- INFORMATION GIVEN
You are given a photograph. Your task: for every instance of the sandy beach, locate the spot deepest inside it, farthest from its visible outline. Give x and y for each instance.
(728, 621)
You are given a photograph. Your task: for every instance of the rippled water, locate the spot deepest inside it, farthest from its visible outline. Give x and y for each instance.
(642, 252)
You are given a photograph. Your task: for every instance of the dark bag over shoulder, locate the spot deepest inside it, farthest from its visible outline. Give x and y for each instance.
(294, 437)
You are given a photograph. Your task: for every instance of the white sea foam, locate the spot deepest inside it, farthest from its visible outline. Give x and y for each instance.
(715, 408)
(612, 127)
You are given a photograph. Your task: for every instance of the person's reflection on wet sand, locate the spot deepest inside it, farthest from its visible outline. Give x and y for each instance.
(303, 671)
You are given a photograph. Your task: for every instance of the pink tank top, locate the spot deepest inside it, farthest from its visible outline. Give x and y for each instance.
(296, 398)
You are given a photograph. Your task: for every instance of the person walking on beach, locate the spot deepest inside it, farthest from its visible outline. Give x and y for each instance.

- TASK STATEMENT
Word for word, return each of the entries.

- TASK RESPONSE
You are given a photograph. Your task: for every instance of the sandy beach, locate the spot deepest inside it, farthest from its visible outline. Give x and y for each instance.
(728, 621)
You are given a photograph. Your task: for every instance of the rippled water, locate the spot deepest inside it, farthest from its visible outline. Give x and y for each instance.
(642, 252)
You are given a photograph. Your task: for every instance of the dark bag over shoulder, locate the spot deepest inside it, farthest from its visible outline. Give x and y for each instance.
(294, 437)
You are given a photograph. Your task: for every instance of the white sea foam, locate the spot deepest inside it, farthest from its visible outline. Give x and y for each instance.
(715, 408)
(612, 127)
You are given a photograph. Your task: for every instance of the person's reflection on wet sand, locate the spot deepest inside it, farthest from its visible outline. Give x and y for each instance.
(303, 671)
You are given a photograph. Your task: for every instance of the pink tank top, locate the spot deepest inside it, farthest from its visible outline. Give x and y for each instance.
(296, 398)
You are given a photograph. Your task: for every instance of the person walking on beach, locate the spot deepest inside it, farthest from its visible outline. Give x and y for each instance.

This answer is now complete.